━━ Dataset ━━
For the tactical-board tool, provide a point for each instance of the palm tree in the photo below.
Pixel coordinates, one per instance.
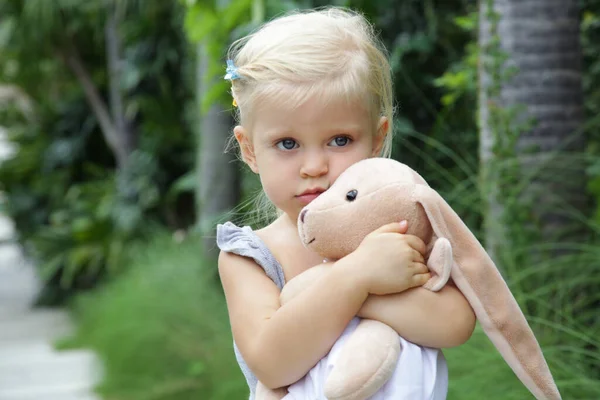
(540, 161)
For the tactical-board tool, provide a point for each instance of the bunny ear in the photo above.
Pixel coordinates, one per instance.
(475, 274)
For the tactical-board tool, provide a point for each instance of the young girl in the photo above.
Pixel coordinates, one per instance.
(314, 95)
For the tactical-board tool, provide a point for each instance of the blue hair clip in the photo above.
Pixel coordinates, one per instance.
(231, 70)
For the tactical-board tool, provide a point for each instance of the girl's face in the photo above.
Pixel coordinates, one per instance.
(305, 149)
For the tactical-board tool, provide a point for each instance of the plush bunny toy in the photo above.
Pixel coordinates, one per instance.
(378, 191)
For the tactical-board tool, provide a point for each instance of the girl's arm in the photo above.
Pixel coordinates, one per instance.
(433, 319)
(280, 344)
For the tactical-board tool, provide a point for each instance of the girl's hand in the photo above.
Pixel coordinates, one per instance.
(389, 261)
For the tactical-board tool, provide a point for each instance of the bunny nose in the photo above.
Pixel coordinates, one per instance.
(302, 214)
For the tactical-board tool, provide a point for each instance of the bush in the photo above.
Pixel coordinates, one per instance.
(161, 328)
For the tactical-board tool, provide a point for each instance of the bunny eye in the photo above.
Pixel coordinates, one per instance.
(351, 195)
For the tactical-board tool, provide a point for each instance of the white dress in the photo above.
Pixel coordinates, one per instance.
(421, 374)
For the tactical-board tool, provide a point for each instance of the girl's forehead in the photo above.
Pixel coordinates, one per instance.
(275, 116)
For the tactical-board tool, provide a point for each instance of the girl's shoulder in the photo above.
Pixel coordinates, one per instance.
(245, 242)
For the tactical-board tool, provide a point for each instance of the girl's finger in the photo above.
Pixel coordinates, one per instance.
━━━
== Required task ==
Convert every line of the records above into a numbered list with no blank lines, leaving out the pictures.

== Response to the task ==
1. For the tactical-board tool, provide a point for each instance of the palm tree in the photo below.
2. Pixel coordinates, one per instance.
3. (540, 161)
4. For the tactical-board tool, provide a point for each instance of the bunny ear in the photo above.
5. Pixel coordinates, one per instance.
6. (475, 274)
7. For the tactical-board tool, provide a point for each instance of the young girl in the photo above.
8. Pixel coordinates, one per instance.
9. (314, 95)
10. For the tactical-board tool, provide a point for each instance of the blue hair clip in the photo above.
11. Pixel coordinates, one per instance.
12. (231, 70)
13. For the tactical-board tool, provide a point for each instance of the girl's face in the photo above.
14. Pixel coordinates, one per instance.
15. (305, 149)
16. For the tactical-board tool, provide a point for each instance of the plush bunny toy in the photo above.
17. Pixel coordinates, one per instance.
18. (378, 191)
19. For the tactical-board tool, provide a point for each instance of the girl's arm in the photo above.
20. Pixel coordinates, one per instance.
21. (433, 319)
22. (280, 344)
23. For the tactical-board tool, provide a point for each instance of the girl's hand in the photo above.
24. Pixel coordinates, one per instance.
25. (389, 261)
26. For the tactical-board tool, provide a point for each instance of the bunny nose in the photo above.
27. Pixel coordinates, one per instance.
28. (302, 214)
29. For the tactical-board tool, provide a point for each instance of the bush in the photo above.
30. Pixel coordinates, one per instance.
31. (161, 328)
32. For the tactical-board tool, provide a point for each instance of the bunny eye in the photo above.
33. Pixel coordinates, one per instance.
34. (351, 195)
35. For the tactical-board tool, provide a point for each instance of the white dress in the photo above.
36. Pixel coordinates, one per instance.
37. (421, 374)
38. For the tactical-board tool, provide a point for each instance of the girl's forehead in the photo above.
39. Pixel coordinates, one per instance.
40. (275, 116)
41. For the tactical-board tool, provide a point for each instance of the girl's shoulder in the photo above.
42. Pixel coordinates, one per instance.
43. (245, 242)
44. For the tactical-board tool, provide a point for each instance of the girl's finger in the photo above.
45. Pixel coordinates, one per instance.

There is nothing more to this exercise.